# 問題文
以下の行のうち、文字列「with」を含む行はいくつありますか？大文字と小文字は区別し、数だけを答えてください。

# 一覧
○ ○ ○

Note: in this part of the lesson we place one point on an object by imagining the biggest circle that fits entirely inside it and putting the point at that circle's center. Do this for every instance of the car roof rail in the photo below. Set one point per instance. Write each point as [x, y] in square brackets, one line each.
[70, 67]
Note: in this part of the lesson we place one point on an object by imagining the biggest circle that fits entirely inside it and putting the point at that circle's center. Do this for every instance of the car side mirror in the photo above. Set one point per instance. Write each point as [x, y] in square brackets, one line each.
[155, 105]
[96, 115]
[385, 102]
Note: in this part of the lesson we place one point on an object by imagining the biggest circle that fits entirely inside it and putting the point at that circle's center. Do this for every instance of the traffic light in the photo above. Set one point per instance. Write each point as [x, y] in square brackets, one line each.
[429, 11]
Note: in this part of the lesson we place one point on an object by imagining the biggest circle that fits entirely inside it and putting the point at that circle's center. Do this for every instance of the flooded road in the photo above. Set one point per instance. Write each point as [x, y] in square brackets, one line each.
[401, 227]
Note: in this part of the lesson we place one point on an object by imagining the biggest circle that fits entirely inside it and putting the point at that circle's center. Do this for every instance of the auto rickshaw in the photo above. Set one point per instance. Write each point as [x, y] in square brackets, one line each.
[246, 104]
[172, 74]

○ ○ ○

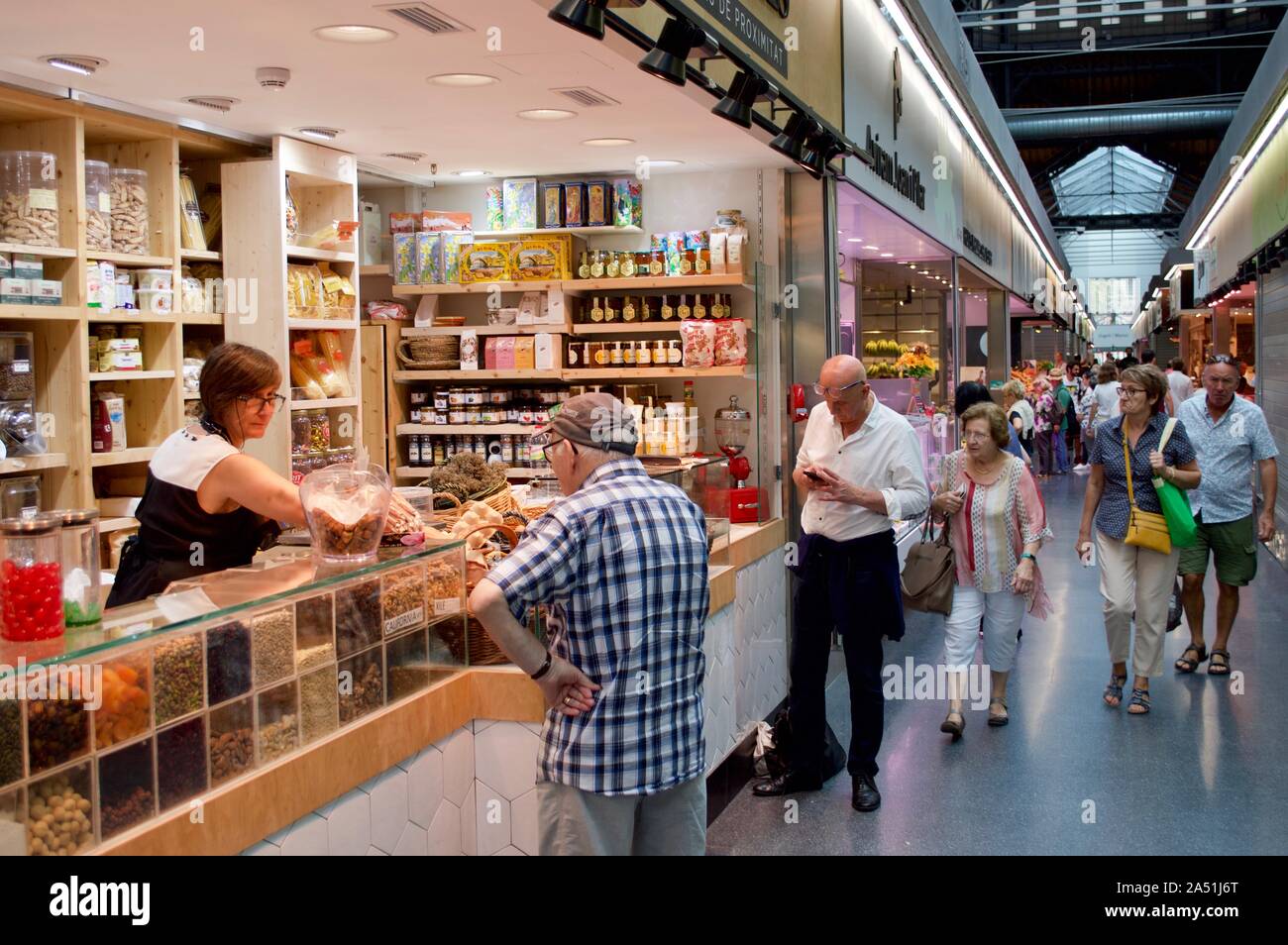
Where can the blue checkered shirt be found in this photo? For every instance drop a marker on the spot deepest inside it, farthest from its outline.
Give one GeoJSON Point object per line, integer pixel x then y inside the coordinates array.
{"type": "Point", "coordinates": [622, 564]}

○ ○ ○

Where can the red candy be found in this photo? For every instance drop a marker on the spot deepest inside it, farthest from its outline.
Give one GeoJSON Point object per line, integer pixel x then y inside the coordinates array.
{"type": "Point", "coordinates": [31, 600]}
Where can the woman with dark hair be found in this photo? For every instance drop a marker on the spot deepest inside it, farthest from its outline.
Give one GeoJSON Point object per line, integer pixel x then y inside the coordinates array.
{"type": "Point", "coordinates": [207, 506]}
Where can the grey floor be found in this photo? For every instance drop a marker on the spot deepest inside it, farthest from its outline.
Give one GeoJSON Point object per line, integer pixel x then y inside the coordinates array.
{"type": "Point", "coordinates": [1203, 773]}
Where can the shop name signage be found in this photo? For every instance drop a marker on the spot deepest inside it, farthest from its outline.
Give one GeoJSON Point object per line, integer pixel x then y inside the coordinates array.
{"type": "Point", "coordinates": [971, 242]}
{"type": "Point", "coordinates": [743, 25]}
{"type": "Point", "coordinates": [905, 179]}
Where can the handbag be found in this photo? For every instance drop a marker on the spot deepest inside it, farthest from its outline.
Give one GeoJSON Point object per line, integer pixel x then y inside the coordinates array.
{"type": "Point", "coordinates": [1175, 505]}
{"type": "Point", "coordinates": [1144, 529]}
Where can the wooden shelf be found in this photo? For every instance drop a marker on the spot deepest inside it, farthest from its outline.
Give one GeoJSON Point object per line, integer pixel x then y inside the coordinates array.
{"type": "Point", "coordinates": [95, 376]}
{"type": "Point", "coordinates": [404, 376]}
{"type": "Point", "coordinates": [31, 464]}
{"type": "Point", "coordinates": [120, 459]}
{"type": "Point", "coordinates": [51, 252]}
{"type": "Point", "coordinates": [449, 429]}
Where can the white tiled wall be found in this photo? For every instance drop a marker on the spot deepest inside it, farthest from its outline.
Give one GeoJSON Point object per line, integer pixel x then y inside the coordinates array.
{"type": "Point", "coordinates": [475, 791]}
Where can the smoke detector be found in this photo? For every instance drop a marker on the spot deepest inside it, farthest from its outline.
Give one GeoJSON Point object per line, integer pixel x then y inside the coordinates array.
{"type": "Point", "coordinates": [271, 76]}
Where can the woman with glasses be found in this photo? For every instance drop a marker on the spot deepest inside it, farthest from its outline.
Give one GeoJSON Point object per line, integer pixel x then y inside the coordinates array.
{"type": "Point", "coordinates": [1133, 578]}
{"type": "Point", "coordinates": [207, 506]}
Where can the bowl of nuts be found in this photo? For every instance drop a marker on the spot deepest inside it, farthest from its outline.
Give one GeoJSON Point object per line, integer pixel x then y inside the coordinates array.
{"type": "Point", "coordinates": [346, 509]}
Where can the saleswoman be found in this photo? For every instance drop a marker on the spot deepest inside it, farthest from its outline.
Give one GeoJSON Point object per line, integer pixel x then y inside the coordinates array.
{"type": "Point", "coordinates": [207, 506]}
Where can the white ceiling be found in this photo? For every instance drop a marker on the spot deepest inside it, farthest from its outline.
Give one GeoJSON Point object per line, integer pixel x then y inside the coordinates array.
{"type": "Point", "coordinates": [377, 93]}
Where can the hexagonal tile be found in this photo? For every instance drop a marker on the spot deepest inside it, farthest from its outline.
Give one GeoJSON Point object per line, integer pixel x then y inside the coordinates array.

○ ○ ○

# 解答
2